[Opening DOCUMENT EXCERPT section]

Film & Talk

Medicine and Film

Ruder

"Medicine and Film" führt die im Sommersemester 2025 begonnene Diskussion der Ringvorlesung "Medical Humanities" über das Zusammenwirken von Medizin und Humanwissenschaften fort. Im Wintersemester 2025/26 liegt der Fokus auf der Repräsentation von Medizin im Film von 1960 bis heute.

Der menschliche Körper wird zum Programm: Beginnend mit der Darstellung von Pflege(berufen) widmet sich das Format einer kritischen Durchdringung der Themen Leib, Haut, Zellen, Verstand und Tiefenpsyche. Das FILM & TALK-Format rahmt die Filmvorführung mit einem wissenschaftlichen Gastvortrag sowie einer von Studierenden der FHW geleiteten offenen Diskussionsrunde.

22.01.2026
15 Uhr Talk und 16 Uhr Film
Treffpunkt Kulturzentrum Moritzhof

TALK
“Schautrieb”. Psychoanalytic Gazes at/in Michael Powell’s Peeping Tom (1960)
Theresa Stampfer (Otto-von-Guericke-Universität Magdeburg)  

FILM
Peeping Tom.
OmU. Directed by Michael Powell. 1960.

Download Plakat

Upon viewing Peeping Tom in 1960, film critic Isabel Quigly declared it to be the “sickest and filthiest film [she] had ever seen”, echoing the overwhelmingly negative contemporary reviews which almost ended “once respected” filmmaker Michael Powell’s career (20). What so repulsed Quigly – the film’s effort “to make it look as if [the film] isn’t for nuts but for normal homely filmgoers like you and me” – ultimately became the very impetus for its re-evaluation by foundational psychoanalytic film theorists such as Laura Mulvey, Carol J. Clover and Kaja Silverman in later decades. Through its self-reflective staging of the Schautrieb – the drive to both see and show – Peeping Tom involves its audience as spectator and spectacle, “making it[self] look” back at us looking – and lacking. In doing so, it exposes the role of visual pleasures and terrors in our inherently contradictory psychic structuring in relation to the social and the political.

[Closing DOCUMENT EXCERPT section]
[Opening PROVIDED MATERIAL section]

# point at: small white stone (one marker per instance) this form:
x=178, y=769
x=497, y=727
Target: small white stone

[Closing PROVIDED MATERIAL section]
[Opening PROVIDED MATERIAL section]

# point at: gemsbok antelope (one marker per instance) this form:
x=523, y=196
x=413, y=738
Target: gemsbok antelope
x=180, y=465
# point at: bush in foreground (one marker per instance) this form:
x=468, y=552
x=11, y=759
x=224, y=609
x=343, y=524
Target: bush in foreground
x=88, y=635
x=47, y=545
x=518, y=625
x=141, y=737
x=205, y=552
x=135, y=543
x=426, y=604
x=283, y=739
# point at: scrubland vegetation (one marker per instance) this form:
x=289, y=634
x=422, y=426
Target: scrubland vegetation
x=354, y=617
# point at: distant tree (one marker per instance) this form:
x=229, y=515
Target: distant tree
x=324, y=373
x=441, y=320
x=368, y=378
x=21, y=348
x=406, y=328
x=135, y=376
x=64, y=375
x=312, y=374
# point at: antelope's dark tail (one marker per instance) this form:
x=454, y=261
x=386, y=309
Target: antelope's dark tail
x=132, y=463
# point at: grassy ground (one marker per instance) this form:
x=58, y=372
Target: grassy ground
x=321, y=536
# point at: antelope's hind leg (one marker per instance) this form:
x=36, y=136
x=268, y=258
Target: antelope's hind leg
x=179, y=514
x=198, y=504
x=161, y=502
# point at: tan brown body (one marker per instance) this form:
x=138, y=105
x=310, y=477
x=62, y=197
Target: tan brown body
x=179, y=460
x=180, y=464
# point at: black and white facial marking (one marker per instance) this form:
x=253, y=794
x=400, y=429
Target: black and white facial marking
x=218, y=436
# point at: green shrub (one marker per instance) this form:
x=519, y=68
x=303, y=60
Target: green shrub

[Closing PROVIDED MATERIAL section]

= EXPLORE THE MATERIAL =
1. Do these statements agree with the Peeping Tom event page? Answer yes or no for each and quote the words that decide it.
(a) The film is shown after the talk.
(b) Isabel Quigly praised Peeping Tom when she saw it in 1960.
(c) Laura Mulvey is among the theorists credited with re-evaluating the film.
2. How does the Peeping Tom event page define the Schautrieb?
3. Write the next part of the Peeping Tom event page, picking up after its final sentence.

= RESULTS BY TASK =
1.
(a) Yes: "15 Uhr Talk und 16 Uhr Film"
(b) No: "sickest and filthiest film [she] had ever seen"
(c) Yes: "foundational psychoanalytic film theorists such as Laura Mulvey, Carol J. Clover and Kaja Silverman"

2. The drive to both see and show.

3.
In this talk, I will explore Peeping Tom through a snapshot tour of different psychoanalytic theories of visuality from Sigmund Freud and Jacques Lacan to Mulvey to post-70s Lacanian theorists like Joan Copjec and Todd McGowan. Refracted in the film’s story and form are a range of possible psychoanalytic perspectives on ‘the gaze’ and ‘the look’, their role in the process of subjectification and the (im)possibility of visual pleasures beyond the desire for mastery. By staging the press, the police and pornography as linked to psychoanalysis by a common gaze, the film finally examines the discipline’s practice of looking itself as a historically contingent expression power, in what we might call a Foucaultian approach to psychoanalytic sight. Rather than positing one theory of visuality to be at the film’s core, this talk explores Peeping Tom as a nuanced constellation of different positions on the intersections between psychoanalysis, power, the pictures and ‘peeping’.

Quigly, Isabel. “Filthy Pictures.” The Spectator (April 15, 1960): 20–21.